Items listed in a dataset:
★ ★ ★ ★
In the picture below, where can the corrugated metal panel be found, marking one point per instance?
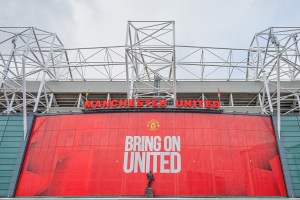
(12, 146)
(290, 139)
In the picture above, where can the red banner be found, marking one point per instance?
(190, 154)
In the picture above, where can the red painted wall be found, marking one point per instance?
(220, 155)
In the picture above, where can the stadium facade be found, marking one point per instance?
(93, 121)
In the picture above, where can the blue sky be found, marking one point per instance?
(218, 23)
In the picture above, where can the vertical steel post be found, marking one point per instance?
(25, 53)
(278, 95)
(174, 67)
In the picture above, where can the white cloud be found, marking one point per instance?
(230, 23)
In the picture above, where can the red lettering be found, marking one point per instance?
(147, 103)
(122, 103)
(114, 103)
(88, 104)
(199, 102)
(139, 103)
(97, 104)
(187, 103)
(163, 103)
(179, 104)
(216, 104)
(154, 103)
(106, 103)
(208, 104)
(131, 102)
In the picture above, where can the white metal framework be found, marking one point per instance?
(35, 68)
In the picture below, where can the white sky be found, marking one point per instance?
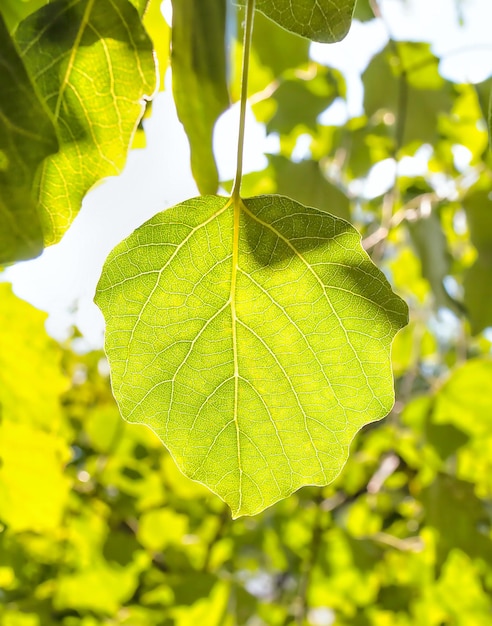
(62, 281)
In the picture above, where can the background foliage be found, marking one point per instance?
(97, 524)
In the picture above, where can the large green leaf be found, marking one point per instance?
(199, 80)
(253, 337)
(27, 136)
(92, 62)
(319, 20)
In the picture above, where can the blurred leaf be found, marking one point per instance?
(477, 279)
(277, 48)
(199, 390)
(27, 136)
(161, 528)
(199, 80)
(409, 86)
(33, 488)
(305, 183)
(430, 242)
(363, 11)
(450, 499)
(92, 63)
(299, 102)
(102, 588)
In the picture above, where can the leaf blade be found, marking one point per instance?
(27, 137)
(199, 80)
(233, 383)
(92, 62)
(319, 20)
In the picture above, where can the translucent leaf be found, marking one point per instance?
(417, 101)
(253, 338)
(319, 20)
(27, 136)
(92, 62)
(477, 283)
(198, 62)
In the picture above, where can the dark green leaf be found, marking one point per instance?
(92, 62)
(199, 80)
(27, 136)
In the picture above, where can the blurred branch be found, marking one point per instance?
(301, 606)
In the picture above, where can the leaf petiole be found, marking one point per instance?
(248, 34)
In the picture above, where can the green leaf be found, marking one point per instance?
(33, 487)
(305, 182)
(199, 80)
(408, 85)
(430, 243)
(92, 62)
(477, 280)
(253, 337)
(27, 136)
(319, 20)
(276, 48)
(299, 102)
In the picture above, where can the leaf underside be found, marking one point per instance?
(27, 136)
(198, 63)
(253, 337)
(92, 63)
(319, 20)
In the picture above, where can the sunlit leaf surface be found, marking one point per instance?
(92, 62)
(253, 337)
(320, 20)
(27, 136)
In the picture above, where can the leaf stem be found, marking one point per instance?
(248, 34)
★ ★ ★ ★
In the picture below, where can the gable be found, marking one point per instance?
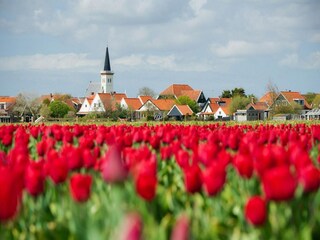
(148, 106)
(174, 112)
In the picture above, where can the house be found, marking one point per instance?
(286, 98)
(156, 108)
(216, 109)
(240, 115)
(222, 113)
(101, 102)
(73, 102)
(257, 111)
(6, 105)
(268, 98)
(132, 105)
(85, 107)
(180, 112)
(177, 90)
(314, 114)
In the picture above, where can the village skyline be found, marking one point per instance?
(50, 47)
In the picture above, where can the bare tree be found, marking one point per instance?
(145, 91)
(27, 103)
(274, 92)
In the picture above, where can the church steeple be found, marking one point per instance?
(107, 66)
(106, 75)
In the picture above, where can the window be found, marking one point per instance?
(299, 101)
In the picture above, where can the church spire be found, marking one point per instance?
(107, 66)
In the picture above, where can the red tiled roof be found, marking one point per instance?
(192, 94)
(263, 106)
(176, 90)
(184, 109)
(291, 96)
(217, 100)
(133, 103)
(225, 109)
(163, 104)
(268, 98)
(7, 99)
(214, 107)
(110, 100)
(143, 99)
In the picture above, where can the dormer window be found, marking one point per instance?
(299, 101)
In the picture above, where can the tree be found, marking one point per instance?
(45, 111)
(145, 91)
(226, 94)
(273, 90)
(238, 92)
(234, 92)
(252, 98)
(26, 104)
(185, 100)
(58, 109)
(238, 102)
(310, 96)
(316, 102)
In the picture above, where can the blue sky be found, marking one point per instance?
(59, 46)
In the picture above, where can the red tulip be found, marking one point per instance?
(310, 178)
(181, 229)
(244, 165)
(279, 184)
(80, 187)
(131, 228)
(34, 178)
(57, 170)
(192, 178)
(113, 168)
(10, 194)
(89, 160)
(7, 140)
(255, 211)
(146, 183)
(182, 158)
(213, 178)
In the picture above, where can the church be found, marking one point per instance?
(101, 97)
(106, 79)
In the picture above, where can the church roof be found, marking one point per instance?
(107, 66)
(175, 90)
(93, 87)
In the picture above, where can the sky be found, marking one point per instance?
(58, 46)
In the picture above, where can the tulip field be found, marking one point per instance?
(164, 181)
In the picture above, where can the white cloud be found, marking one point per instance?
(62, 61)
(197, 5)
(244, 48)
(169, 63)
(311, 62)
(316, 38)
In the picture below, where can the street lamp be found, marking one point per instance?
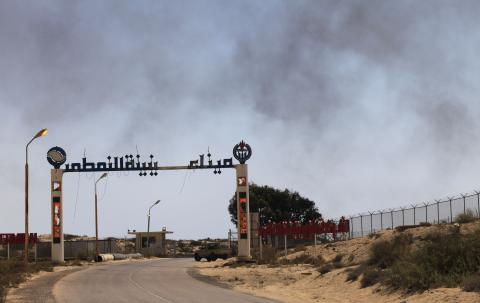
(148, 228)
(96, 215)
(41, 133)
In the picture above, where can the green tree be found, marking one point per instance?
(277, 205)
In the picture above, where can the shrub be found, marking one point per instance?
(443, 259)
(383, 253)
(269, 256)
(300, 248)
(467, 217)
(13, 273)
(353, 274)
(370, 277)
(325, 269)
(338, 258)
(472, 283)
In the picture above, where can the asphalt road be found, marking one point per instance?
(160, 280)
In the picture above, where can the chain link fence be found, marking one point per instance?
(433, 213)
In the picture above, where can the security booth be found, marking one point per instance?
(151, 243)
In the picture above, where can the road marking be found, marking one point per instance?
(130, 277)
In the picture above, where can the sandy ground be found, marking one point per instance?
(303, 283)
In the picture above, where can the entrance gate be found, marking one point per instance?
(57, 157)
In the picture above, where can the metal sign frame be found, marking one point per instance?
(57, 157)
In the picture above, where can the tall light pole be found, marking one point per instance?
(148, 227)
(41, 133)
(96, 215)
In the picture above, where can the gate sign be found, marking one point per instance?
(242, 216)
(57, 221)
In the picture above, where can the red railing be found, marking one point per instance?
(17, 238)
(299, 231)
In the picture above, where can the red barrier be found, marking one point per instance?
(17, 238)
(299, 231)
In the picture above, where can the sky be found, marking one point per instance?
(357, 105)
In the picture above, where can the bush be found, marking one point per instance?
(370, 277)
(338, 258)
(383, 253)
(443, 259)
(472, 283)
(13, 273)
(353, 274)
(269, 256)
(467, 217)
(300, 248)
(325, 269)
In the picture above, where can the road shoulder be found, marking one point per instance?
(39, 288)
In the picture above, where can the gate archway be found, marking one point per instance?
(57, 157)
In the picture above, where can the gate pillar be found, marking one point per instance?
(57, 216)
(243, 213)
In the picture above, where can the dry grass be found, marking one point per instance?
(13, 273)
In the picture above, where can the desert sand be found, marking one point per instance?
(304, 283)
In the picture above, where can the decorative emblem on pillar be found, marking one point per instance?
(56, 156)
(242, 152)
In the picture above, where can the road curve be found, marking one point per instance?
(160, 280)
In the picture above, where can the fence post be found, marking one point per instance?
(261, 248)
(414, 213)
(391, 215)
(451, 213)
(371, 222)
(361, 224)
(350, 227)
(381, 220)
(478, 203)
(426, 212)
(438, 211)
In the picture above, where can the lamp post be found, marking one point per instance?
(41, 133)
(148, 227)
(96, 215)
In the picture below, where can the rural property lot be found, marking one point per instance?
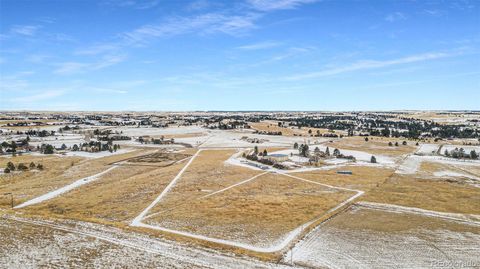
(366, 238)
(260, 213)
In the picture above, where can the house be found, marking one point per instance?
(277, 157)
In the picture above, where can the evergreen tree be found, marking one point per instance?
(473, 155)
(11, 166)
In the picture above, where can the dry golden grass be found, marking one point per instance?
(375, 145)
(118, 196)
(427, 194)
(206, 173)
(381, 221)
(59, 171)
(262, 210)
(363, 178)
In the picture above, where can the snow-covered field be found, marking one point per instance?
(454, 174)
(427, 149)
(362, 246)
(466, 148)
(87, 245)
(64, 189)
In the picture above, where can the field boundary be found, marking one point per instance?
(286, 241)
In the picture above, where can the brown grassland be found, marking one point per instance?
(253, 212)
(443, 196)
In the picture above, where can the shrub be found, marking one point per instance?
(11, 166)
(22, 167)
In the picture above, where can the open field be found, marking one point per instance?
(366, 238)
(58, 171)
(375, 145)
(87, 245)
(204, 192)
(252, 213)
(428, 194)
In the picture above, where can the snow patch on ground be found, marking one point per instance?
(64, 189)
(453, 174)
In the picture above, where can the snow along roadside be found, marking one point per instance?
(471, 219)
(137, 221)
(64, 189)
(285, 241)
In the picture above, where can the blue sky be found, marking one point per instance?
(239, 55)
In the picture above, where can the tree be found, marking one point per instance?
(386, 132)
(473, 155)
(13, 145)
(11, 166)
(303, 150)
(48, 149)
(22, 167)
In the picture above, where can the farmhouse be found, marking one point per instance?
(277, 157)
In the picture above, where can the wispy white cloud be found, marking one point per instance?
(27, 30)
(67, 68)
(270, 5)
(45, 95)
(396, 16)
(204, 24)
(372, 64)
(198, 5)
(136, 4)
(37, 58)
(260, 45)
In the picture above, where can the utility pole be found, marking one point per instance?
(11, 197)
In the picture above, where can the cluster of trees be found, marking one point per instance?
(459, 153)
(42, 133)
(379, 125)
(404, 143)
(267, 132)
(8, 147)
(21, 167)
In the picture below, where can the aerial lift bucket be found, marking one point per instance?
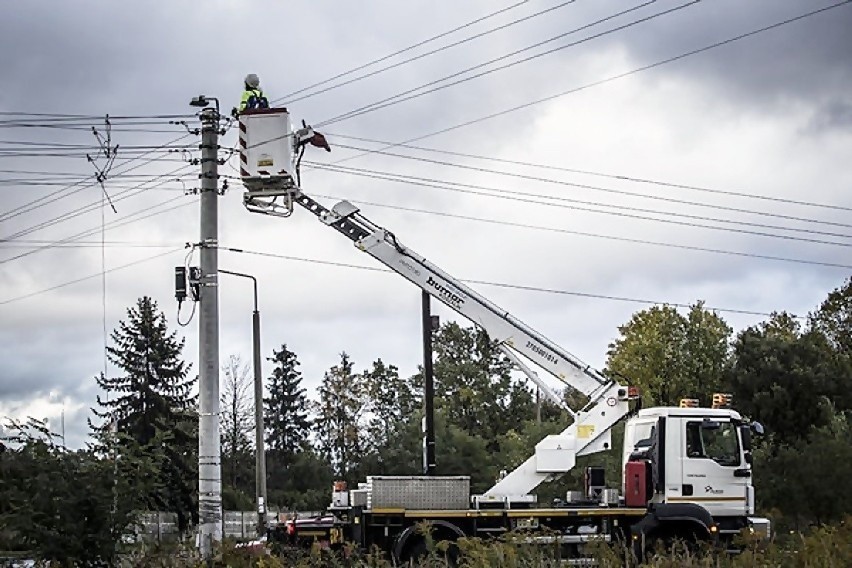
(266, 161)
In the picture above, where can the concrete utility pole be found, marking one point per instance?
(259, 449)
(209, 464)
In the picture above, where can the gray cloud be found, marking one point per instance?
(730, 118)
★ ★ ★ ★
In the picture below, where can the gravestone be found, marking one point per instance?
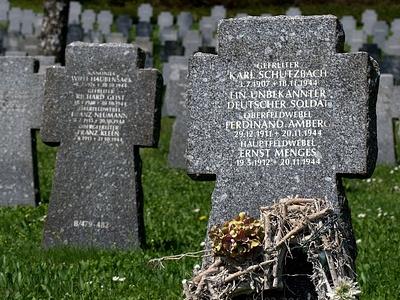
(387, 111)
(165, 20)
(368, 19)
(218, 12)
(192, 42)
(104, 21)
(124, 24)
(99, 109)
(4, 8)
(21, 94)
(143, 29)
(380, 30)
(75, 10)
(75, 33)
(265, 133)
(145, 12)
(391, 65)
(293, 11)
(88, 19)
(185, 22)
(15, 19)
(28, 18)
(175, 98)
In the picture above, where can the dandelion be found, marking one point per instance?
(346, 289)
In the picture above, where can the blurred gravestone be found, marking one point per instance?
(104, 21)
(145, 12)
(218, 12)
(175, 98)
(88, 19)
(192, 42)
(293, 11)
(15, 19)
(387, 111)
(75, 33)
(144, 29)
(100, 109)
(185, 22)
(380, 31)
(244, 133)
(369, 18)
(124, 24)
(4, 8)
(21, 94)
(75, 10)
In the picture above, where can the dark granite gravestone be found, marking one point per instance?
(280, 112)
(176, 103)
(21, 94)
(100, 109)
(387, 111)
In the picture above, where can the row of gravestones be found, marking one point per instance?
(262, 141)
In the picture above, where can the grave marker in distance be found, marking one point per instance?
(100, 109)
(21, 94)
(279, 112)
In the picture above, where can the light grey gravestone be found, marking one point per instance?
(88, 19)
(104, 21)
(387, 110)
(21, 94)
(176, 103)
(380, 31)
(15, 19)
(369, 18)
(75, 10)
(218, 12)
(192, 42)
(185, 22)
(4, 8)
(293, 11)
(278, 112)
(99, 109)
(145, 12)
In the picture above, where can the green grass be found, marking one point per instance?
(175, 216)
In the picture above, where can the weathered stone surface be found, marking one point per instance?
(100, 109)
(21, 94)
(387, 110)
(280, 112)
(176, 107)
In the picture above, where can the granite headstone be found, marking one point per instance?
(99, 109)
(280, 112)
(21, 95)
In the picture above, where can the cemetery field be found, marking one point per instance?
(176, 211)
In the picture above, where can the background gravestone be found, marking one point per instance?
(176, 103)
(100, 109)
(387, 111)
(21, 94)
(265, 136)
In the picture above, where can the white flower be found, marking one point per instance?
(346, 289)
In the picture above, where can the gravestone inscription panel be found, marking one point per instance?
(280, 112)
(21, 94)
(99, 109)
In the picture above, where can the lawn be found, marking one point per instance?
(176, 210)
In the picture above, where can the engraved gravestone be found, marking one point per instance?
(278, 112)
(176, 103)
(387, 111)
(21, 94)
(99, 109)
★ ★ ★ ★
Short task: Please count the lines in the records that contain the word "leaf", and reply with only that number.

Task result: 10